## [The request]
Please output the entries below from the line that contains "[indicate] woman's chin" through the final line, reproduced exactly and alone.

⁂

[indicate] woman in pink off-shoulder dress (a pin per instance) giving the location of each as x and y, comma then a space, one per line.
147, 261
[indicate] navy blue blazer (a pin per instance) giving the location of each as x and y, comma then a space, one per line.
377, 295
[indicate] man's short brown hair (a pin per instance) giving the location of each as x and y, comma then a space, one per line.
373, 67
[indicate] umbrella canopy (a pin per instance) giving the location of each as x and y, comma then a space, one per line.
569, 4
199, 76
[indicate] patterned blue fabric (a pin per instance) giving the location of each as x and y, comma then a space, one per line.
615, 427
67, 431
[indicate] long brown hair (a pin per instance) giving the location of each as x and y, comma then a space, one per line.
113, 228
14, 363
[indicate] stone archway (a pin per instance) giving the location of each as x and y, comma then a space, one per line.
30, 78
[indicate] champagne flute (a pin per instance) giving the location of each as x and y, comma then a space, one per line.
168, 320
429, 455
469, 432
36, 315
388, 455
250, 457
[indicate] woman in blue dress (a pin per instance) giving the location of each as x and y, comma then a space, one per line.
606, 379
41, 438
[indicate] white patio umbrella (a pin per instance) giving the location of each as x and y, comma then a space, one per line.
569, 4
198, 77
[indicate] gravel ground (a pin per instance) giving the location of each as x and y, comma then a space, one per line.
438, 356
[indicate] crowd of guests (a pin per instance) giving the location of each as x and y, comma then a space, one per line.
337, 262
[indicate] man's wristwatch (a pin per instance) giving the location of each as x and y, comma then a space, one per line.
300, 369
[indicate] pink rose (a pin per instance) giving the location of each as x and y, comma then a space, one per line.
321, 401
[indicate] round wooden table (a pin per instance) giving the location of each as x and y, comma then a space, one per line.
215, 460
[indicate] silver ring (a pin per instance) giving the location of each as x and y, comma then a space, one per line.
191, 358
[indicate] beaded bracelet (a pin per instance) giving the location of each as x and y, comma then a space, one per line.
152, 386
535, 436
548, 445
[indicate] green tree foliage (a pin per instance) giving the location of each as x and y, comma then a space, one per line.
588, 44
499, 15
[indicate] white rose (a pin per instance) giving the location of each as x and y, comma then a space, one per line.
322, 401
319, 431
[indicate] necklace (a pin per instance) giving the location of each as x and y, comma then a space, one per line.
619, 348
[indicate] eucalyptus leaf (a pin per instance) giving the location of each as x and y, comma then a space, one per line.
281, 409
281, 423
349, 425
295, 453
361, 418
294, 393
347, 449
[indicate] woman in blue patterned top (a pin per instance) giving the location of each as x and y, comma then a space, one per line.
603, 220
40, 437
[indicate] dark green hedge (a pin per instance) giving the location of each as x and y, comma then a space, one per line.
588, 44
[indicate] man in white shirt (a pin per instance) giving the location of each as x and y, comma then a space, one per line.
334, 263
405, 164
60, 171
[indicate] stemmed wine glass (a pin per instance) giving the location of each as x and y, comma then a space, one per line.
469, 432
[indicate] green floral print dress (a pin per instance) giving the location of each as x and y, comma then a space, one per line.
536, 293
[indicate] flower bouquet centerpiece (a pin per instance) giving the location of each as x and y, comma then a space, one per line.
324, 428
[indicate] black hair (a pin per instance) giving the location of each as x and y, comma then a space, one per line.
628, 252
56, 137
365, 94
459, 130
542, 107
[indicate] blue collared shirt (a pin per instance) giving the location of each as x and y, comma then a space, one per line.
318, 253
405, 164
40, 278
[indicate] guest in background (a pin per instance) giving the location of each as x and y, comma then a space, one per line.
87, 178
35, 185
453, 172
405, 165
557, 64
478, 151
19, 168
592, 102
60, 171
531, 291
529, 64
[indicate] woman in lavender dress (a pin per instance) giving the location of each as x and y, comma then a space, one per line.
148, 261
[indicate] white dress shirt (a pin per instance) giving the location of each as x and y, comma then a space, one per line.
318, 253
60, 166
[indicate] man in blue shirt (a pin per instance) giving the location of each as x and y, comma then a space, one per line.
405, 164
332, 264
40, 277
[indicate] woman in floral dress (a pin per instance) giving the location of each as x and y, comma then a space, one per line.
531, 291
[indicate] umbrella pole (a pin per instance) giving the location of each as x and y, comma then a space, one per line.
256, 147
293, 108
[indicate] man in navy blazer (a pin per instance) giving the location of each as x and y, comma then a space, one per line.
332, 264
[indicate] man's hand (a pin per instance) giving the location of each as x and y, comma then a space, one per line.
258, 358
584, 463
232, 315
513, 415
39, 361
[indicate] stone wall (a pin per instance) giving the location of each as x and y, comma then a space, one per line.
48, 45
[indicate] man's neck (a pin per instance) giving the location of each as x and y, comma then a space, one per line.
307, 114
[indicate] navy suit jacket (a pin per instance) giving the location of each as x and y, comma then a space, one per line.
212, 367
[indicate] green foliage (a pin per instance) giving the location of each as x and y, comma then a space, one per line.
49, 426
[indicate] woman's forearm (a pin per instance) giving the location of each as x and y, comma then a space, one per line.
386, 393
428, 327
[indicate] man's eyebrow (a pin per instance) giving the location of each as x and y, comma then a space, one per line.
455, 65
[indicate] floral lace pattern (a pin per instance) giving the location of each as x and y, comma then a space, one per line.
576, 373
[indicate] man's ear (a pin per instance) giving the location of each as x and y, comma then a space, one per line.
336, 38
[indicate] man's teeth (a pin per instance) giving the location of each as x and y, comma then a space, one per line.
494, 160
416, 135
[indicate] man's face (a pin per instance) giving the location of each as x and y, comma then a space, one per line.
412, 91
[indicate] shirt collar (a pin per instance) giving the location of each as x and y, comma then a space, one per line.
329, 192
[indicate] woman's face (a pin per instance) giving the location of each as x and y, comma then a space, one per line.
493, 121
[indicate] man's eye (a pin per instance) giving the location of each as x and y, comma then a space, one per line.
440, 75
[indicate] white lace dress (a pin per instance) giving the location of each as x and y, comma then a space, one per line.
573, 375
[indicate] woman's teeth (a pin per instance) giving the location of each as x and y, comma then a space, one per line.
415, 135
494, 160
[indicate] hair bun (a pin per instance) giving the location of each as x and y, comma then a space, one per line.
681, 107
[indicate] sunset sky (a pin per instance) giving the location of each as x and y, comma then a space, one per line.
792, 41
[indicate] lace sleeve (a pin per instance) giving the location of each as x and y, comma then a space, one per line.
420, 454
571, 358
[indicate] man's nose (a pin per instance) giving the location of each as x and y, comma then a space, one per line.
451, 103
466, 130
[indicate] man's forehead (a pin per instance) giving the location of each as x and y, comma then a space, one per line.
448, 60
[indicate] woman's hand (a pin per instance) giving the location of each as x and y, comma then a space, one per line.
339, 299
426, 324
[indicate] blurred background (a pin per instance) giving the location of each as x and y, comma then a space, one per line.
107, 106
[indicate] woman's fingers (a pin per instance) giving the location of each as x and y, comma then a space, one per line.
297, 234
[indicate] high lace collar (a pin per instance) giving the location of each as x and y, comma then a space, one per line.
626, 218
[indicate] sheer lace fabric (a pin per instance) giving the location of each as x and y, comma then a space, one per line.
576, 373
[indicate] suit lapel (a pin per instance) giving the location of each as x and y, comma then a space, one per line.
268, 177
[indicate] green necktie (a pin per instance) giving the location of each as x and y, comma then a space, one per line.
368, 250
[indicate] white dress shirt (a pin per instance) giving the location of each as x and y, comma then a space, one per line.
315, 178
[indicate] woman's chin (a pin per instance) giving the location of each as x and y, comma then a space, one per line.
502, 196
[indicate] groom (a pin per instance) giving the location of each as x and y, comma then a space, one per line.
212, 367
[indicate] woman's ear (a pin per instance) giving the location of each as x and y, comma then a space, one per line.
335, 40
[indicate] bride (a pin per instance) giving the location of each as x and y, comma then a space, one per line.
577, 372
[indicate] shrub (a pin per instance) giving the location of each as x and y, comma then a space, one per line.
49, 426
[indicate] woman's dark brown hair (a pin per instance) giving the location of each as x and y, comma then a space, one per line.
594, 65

⁂

## [Full solution]
[indicate] woman's chin (a pin per instance) giving the location of each as x and y, comma then a space, one per line.
502, 196
[indicate] groom (a pin per instance) giving the location of each as x and y, comma then a space, one per line.
212, 367
[indicate] woman's ear (a pin per instance) giving the location of each as x and y, comma then a space, one per line.
335, 40
[indicate] bride (a pin per instance) giving the location of each as x and y, comma then a space, one per line.
577, 372
[indicate] shrub (a pin per instance) giving the location of each as x and y, comma then a space, one per line.
49, 426
[indicate] woman's dark brown hair (a pin per instance) giving the location of each as x and y, comma then a space, one per line.
594, 65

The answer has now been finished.